• **Saved data entries**:
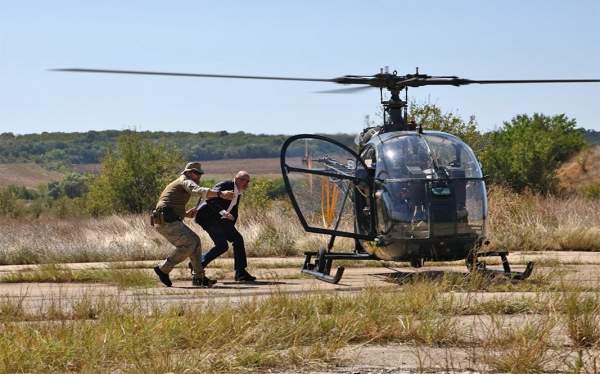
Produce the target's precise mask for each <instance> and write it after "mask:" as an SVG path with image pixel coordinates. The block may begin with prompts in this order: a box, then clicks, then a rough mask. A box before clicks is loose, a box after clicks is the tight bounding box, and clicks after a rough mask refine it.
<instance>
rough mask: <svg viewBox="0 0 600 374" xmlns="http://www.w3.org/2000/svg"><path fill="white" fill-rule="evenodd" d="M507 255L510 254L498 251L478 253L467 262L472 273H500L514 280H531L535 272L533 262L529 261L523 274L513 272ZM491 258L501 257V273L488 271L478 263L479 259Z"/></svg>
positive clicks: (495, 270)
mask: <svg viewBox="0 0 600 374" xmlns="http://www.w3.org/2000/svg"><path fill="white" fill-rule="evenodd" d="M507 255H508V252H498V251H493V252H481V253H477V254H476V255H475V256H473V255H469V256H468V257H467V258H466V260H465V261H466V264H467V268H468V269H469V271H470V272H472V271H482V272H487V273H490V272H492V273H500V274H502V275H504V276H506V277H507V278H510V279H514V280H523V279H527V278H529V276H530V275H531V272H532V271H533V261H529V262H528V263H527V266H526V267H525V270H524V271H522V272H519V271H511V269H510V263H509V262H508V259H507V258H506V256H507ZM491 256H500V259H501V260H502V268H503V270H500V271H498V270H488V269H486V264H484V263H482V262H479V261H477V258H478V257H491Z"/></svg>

• **YOUR TASK**:
Without changing a word, retype the data above and omit its pictures.

• **EXPECTED ANSWER**:
Produce the target's precise mask for each <instance> and write it after "mask:" as an SVG path with image pixel coordinates. The block may begin with prompts in this order: a box, then clicks, then a rough mask. A box before clicks is loose, a box after clicks is the tight bounding box, and clicks after a rough mask refine it.
<instance>
rough mask: <svg viewBox="0 0 600 374" xmlns="http://www.w3.org/2000/svg"><path fill="white" fill-rule="evenodd" d="M507 255L510 254L498 251L478 253L467 262L472 273H500L514 280H531L535 272L533 262L529 261L523 274L513 272ZM491 258L501 257V273L488 271L478 263L479 259Z"/></svg>
positive clicks: (495, 270)
mask: <svg viewBox="0 0 600 374" xmlns="http://www.w3.org/2000/svg"><path fill="white" fill-rule="evenodd" d="M507 255H508V252H498V251H493V252H481V253H477V254H476V255H475V256H473V255H469V256H468V257H467V258H466V260H465V261H466V264H467V268H468V269H469V271H470V272H472V271H482V272H487V273H490V272H492V273H500V274H502V275H504V276H506V277H507V278H510V279H514V280H523V279H527V278H529V276H530V275H531V272H532V271H533V261H529V262H528V263H527V266H526V267H525V270H524V271H522V272H519V271H511V269H510V263H509V262H508V259H507V258H506V256H507ZM491 256H500V259H501V260H502V268H503V270H500V271H498V270H488V269H486V264H484V263H482V262H479V261H477V258H478V257H491Z"/></svg>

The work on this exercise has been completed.